Rewrite the data below as a numbered list, omitting any blank lines.

## Information shown:
────────────────────

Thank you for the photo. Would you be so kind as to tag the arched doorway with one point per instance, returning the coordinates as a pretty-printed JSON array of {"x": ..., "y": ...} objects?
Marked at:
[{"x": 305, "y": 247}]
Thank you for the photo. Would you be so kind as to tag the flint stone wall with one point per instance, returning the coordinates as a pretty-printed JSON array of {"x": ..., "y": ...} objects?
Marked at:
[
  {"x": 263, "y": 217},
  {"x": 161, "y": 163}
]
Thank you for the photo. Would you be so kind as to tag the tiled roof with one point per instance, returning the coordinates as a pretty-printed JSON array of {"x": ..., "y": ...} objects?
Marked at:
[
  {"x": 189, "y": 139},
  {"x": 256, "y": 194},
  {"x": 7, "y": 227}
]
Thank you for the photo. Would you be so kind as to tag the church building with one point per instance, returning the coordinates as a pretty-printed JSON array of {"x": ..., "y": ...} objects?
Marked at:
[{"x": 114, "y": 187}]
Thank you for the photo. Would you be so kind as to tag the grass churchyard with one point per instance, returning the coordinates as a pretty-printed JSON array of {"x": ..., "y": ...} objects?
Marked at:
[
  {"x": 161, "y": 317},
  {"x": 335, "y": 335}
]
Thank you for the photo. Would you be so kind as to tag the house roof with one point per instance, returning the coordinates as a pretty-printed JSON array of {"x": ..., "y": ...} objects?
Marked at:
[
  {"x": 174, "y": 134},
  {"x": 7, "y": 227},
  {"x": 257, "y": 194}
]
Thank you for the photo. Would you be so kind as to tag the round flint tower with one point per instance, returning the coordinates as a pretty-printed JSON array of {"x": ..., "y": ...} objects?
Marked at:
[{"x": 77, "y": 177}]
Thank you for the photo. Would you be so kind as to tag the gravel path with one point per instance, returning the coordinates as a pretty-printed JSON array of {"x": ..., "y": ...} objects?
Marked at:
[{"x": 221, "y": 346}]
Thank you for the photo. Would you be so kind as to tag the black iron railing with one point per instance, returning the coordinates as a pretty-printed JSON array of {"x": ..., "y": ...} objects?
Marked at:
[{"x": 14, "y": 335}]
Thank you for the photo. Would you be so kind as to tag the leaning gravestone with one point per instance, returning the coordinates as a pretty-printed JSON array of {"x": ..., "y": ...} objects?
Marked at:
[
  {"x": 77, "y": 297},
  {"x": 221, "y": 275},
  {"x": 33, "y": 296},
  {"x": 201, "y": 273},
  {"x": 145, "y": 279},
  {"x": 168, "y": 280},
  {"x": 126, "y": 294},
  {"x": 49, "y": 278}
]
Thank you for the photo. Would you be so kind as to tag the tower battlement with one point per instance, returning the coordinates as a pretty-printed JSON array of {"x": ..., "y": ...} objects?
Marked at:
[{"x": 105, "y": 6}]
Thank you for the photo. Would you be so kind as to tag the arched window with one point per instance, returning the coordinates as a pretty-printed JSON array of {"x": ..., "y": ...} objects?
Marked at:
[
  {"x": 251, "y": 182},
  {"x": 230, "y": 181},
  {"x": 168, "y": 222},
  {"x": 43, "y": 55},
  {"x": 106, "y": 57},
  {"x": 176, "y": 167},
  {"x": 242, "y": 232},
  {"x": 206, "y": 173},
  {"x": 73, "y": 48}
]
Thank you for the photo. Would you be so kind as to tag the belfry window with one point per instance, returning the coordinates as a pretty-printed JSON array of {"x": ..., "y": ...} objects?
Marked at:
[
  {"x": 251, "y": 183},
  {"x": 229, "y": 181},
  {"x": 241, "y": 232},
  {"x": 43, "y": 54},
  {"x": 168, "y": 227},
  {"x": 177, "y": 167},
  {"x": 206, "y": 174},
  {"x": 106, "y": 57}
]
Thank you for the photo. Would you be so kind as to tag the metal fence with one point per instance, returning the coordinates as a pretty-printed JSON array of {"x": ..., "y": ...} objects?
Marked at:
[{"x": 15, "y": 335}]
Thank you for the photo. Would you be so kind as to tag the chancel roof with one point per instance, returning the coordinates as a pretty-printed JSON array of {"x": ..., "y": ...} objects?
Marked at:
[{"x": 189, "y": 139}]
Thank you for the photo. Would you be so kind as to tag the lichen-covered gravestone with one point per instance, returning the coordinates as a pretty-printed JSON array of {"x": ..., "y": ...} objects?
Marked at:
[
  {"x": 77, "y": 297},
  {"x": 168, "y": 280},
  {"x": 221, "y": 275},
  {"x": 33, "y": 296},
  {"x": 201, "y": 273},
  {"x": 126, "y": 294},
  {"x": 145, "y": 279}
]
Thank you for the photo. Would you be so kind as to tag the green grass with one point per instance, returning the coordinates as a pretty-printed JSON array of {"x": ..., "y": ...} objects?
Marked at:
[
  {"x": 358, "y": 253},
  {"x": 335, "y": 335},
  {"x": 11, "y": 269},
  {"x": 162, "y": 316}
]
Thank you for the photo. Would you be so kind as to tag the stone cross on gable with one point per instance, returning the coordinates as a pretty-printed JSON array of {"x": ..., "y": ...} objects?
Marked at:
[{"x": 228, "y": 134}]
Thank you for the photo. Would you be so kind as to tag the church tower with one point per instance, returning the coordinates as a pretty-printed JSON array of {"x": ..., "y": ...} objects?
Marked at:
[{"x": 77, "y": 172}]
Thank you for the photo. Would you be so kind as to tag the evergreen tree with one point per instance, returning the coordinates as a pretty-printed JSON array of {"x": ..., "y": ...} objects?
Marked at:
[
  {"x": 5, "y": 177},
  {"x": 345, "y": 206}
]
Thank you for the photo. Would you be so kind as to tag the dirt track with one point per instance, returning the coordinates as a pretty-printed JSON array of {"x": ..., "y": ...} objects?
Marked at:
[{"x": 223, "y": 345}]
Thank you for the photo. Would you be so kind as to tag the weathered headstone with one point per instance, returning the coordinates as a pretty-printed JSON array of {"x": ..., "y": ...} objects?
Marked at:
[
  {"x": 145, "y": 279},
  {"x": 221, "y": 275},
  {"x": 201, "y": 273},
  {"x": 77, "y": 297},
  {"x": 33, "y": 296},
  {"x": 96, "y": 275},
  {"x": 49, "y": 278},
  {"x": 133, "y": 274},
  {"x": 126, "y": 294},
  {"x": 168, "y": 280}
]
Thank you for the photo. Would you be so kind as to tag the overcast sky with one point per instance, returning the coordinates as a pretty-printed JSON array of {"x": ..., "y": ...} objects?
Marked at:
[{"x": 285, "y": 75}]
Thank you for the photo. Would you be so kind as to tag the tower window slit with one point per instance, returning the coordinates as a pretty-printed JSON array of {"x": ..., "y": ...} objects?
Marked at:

────────────────────

## Result for this exercise:
1. Thank you for the photo. Would you be so kind as to tag the arched doorway with one point per instance, returning the coordinates as a pretty-printed JSON array of {"x": ..., "y": ...} objects?
2. Marked at:
3. [{"x": 305, "y": 247}]
4. Thank you for the photo. Would you be so kind as to tag the flint stone wall with one point per instance, returning the coordinates as a pretty-printed JSON array of {"x": ..., "y": ...} objects?
5. Marked at:
6. [
7.   {"x": 263, "y": 217},
8.   {"x": 161, "y": 163}
9. ]
10. Thank you for the photo. Would you be so kind as to tag the tiled roof with one point per instance, returning the coordinates as a pretty-printed JSON array of {"x": ..., "y": ...} objects?
11. Marked at:
12. [
13.   {"x": 189, "y": 139},
14.   {"x": 256, "y": 194},
15.   {"x": 7, "y": 227}
16. ]
17. Thank you for the photo. Would you be so kind as to tag the church building with one point per instance, returning the coordinates as a pretty-printed JSON array of {"x": ..., "y": ...} objects?
18. Marked at:
19. [{"x": 114, "y": 187}]
20. Thank you for the photo. Would you be so kind as to tag the grass churchyard with one point per instance, returning the coordinates as a pretty-printed JSON array of {"x": ..., "y": ...} objects?
21. Marked at:
22. [
23.   {"x": 161, "y": 317},
24.   {"x": 335, "y": 335}
25. ]
26. Thank you for the photo. Would you be so kind as to tag the house roof with one point per instance, returning the coordinates as a pretty-printed JSON array of {"x": ..., "y": ...} objects?
27. Marked at:
28. [
29.   {"x": 174, "y": 134},
30.   {"x": 7, "y": 227},
31.   {"x": 257, "y": 194}
32. ]
33. Thank you for the photo. Would you be so kind as to tag the round flint tower with one point per instance, returning the coordinates as a pretty-printed JSON array of {"x": ..., "y": ...} objects?
34. Marked at:
35. [{"x": 77, "y": 177}]
36. Thank you for the photo. Would you be so kind as to tag the gravel path with one point per instance, returning the coordinates as a pretty-printed JSON array of {"x": ..., "y": ...} objects?
37. Marked at:
38. [{"x": 221, "y": 346}]
39. Thank you for the photo. Would you be so kind as to tag the black iron railing with one point per instance, returning the coordinates as a pretty-printed JSON array of {"x": ..., "y": ...} objects?
40. Marked at:
41. [{"x": 14, "y": 335}]
42. Thank you for the photo. Would you be so kind as to tag the leaning gravestone with one point per instance, returning the coordinates as a pretty-printed JSON array of {"x": ..., "y": ...} objects?
43. Marked at:
44. [
45.   {"x": 77, "y": 297},
46.   {"x": 221, "y": 275},
47.   {"x": 33, "y": 296},
48.   {"x": 201, "y": 273},
49.   {"x": 145, "y": 279},
50.   {"x": 168, "y": 280},
51.   {"x": 126, "y": 294},
52.   {"x": 49, "y": 278}
53. ]
54. Thank you for the photo. Would you be so kind as to tag the tower battlement with one point per instance, returning the coordinates as a pretty-printed JSON array of {"x": ..., "y": ...} objects?
55. Marked at:
56. [{"x": 105, "y": 6}]
57. Thank you for the photo. Would you be so kind as to tag the arched window with one point per instance, returning the coordinates as a pretty-printed JSON array of {"x": ..., "y": ...} objects?
58. Marked at:
59. [
60.   {"x": 251, "y": 182},
61.   {"x": 230, "y": 181},
62.   {"x": 168, "y": 222},
63.   {"x": 43, "y": 55},
64.   {"x": 106, "y": 57},
65.   {"x": 176, "y": 167},
66.   {"x": 242, "y": 232},
67.   {"x": 206, "y": 173},
68.   {"x": 73, "y": 48}
69. ]
70. Thank you for the photo. Would you be so kind as to tag the belfry window with one point per instance, returning the coordinates as a pretty-printed JSON array of {"x": ..., "y": ...} objects?
71. Marked at:
72. [
73.   {"x": 251, "y": 183},
74.   {"x": 229, "y": 181},
75.   {"x": 241, "y": 232},
76.   {"x": 43, "y": 54},
77.   {"x": 168, "y": 227},
78.   {"x": 177, "y": 167},
79.   {"x": 206, "y": 174},
80.   {"x": 106, "y": 57}
81. ]
82. Thank you for the photo. Would you be so kind as to tag the metal fence with one point per instance, returning the coordinates as a pretty-printed JSON array of {"x": ..., "y": ...} objects?
83. Marked at:
84. [{"x": 15, "y": 335}]
85. Thank you for the photo. Would you be so kind as to tag the chancel roof with one point per instance, returning the coordinates as a pretty-printed JSON array of {"x": ..., "y": ...} objects?
86. Marked at:
87. [{"x": 189, "y": 139}]
88. Thank you for the photo. Would you be so kind as to tag the lichen-covered gravestone with one point per instance, returning the coordinates as a pretty-printed JSON array of {"x": ..., "y": ...} objects?
89. Marked at:
90. [
91.   {"x": 77, "y": 297},
92.   {"x": 168, "y": 280},
93.   {"x": 221, "y": 275},
94.   {"x": 33, "y": 296},
95.   {"x": 201, "y": 273},
96.   {"x": 126, "y": 294},
97.   {"x": 145, "y": 279}
98. ]
99. Thank you for the photo. Would you be so kind as to tag the green grass with one point per instance, returning the coordinates as a pretty-printed JSON array of {"x": ..., "y": ...} objects?
100. Marked at:
101. [
102.   {"x": 358, "y": 253},
103.   {"x": 335, "y": 335},
104.   {"x": 11, "y": 269},
105.   {"x": 162, "y": 316}
106. ]
107. Thank you for the photo. Would you be so kind as to tag the stone cross on gable with one point per instance, returning the coordinates as a pretty-printed JSON array of {"x": ..., "y": ...} objects?
108. Marked at:
109. [{"x": 228, "y": 134}]
110. Thank you for the photo. Would you be so kind as to tag the church tower with one point per instance, returning the coordinates as a pretty-printed JSON array of {"x": ..., "y": ...} objects?
111. Marked at:
112. [{"x": 77, "y": 172}]
113. Thank you for the photo. Would you be so kind as to tag the evergreen tree with one point per instance, returning the coordinates as a pretty-printed JSON array of {"x": ..., "y": ...} objects?
114. Marked at:
115. [
116.   {"x": 5, "y": 177},
117.   {"x": 345, "y": 206}
118. ]
119. Thank you for the photo. Would you be so kind as to tag the dirt track with one point per instance, returning the coordinates as a pretty-printed JSON array of {"x": ..., "y": ...} objects?
120. Marked at:
121. [{"x": 223, "y": 345}]
122. Thank you for the photo. Would you be so kind as to tag the weathered headstone with one point per instance, returning the coordinates as a pretty-printed JSON array of {"x": ..., "y": ...} objects?
123. Marked at:
124. [
125.   {"x": 145, "y": 279},
126.   {"x": 221, "y": 275},
127.   {"x": 201, "y": 273},
128.   {"x": 77, "y": 297},
129.   {"x": 33, "y": 296},
130.   {"x": 96, "y": 275},
131.   {"x": 49, "y": 278},
132.   {"x": 133, "y": 274},
133.   {"x": 126, "y": 294},
134.   {"x": 168, "y": 280}
135. ]
136. Thank you for the photo. Would you be so kind as to tag the overcast sky with one point per instance, returning the coordinates as a pretty-printed JSON array of {"x": ..., "y": ...} objects?
137. Marked at:
138. [{"x": 285, "y": 75}]
139. Thank you for the photo. Would you be so kind as to tag the tower window slit with one point per instance, returning the coordinates as a pretty-printed JSON array of {"x": ..., "y": ...} objects?
140. Marked at:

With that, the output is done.